◆ EXERCISES:
1 > List every organ that the 53-year-old donor gave to the four transplant recipients, as stated in the article on cancer transmitted through organ donation.
2 > Render into Spanish this sentence from the article on cancer transmitted through organ donation: "To minimize risk, each donor goes through a careful screening process."
3 > Carry on the article on cancer transmitted through organ donation, beginning immediately after its final sentence.
======== EXTRACT PROVIDED ========
Last week, many news outlets reported that four people in Europe developed breast cancer after each received organ transplants from the same donor in 2007. Three have died from the disease so far.
The case report that detailed these findings, originally published in the American Journal of Transplantation earlier this year, explains how after a 53-year-old woman died of a stroke, she donated her heart, kidneys, liver, and lungs to four different transplant recipients. While the donor had no documented history of cancer when she died, DNA tests confirm the cancers in the recipients originated in the body of the donor.
Cancer spreading from a donor to a recipient is “extremely rare,” Dr. Frederike Bemelman, the author of the report, told CNN. Only about one in 5,000 people who receive a transplanted organ will get cancer from that organ.
But there is always an unknowable risk, says Nicole Ali, a transplant nephrologist at NYU Langone’s Transplant Institute. Infection and cancer are a constant concern. To protect patients and try to transplant as many donated organs as possible, specialists weigh the possible risks and benefits of each heart, lung, liver, intestine, pancreas, and kidney.
There’s a chronic shortage of donated organs in the United States. In 2016, more than 7,000 people died while waiting for an organ transplant, according to the United Network for Sharing Organs. This year, there are more than 114,500 people on the transplant waiting list. Only 24,000 have received new organs so far this year from 11,600 donors.
Once they receive a transplant, these patients take immunosuppressants—drugs that dampen the response of the immune system—to prevent their bodies from rejecting the new organs. Unfortunately, this makes transplant recipients much more susceptible to the rapid spread of cancers and viruses—including those that may lurk in their lifesaving new tissues.
To minimize risk, each donor goes through a careful screening process. But it’s easier to test living donors than deceased ones.
Healthy, living people can donate a kidney or part of their liver or, in rarer cases, a lung. Before these people go into surgery, however, they undergo rigorous testing as doctors try to learn everything about their bodies and medical history. The Organ Procurement and Transplantation Network sets the guidelines for all organ donations and recipients in the United States.
“We try to screen the living donors as much as humanly possible,” says Ali.
======== SUPPLIED INFORMATION ========
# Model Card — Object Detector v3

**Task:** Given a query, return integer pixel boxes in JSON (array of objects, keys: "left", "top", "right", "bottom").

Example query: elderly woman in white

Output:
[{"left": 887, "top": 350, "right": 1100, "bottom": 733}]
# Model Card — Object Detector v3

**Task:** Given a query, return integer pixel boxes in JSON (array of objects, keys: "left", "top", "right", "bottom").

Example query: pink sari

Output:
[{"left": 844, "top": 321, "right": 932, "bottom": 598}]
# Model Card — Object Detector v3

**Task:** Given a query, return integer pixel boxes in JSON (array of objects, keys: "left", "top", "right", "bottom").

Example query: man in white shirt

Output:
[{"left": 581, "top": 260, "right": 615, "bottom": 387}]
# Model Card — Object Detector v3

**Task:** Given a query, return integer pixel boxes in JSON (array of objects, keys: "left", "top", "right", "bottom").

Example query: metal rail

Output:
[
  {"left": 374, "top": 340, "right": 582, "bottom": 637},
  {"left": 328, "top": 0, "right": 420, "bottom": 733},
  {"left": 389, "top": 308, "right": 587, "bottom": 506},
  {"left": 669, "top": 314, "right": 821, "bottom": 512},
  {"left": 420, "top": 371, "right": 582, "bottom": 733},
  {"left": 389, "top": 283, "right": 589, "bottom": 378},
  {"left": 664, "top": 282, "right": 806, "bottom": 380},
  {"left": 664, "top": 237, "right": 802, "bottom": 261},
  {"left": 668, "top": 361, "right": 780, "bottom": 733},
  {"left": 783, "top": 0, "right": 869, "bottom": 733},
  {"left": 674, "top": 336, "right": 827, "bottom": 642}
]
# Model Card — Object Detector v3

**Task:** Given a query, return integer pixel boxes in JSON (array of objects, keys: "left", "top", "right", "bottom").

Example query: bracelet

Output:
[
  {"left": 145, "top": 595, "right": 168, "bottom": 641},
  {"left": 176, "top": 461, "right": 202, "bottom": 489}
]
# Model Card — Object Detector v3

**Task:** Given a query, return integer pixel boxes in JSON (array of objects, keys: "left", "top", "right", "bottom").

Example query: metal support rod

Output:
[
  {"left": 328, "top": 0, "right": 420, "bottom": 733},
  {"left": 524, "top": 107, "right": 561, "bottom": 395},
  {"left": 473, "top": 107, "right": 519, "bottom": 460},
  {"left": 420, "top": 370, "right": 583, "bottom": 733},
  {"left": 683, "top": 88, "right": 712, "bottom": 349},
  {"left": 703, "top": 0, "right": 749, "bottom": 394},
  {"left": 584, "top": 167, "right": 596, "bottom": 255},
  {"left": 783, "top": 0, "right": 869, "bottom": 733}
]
========
◆ PER-TASK OUTPUTS:
1 > Heart, kidneys, liver, lungs

2 > Para minimizar el riesgo, cada donante se somete a un cuidadoso proceso de evaluación.

3 >
Doctors screen women for breast and cervical cancer and men over the age of 40 to 50 for prostate cancer. Anyone over the age of 45 (the guidelines recently moved up 5 years) will have to undergo a colonoscopy. Physicians will look out for skin cancer, abnormal blood work that could indicate something rarer like leukemia or lymphoma, and evaluate the health of the kidney or liver itself. If someone has a family history of lung cancer, they’ll check for that too, says Ali.
No one with an active malignancy or an inadequately treated cancer can donate an organ. But doctors approach people with a history of cancer on more of a case-by-case basis, with the transplant specialists consulting with oncologists to evaluate the risk of transmission.
For example, someone with a history of basal cell skin cancer would likely still be able to donate, says Ali, because basal cell is a simple cancer that rarely spreads to other parts of the body. Melanoma, on the other hand, tends to come back within a five-year window, so history of the disease tends to rule out a potential donor. Only if someone had been in remission for a long period of time—upwards of 15 years—would doctors consider it.
With diseases like breast cancer, it depends entirely on the type, whether and how much the cancer had spread throughout the body, and how long it’s been since cancer was treated without a recurrence, says Ali.
“With the living donor you have the benefit of time, and doing all this screening takes time,” says Ali. While there is still risk of disease or infection , doctors at least have time to do their homework.
“Some cancers have a very low risk of recurrence, or [happened] so long ago it’s not unreasonable to consider using those organs,” says Ali. “And cancer does rule out many, many organs, especially in the deceased donor population.”
With a deceased donor, someone who elected to be an organ donor and has been declared brain dead but hasn’t yet been taken off life support, everything happens much faster. Physicians have to quickly ask for the consent of the family, then harvest the organs and transplant them into the recipient. Many organs can only survive for a very short time out of the body, Ali explains. The doctors have to rely on the person’s existing medical history and information from family members.
In the case in Europe, the donor had no history of cancer or visible signs of disease when she died. The authors hypothesize the donor could have had micro metastasis of cancer throughout the body—cancer cells so small they went undetected during the woman’s life.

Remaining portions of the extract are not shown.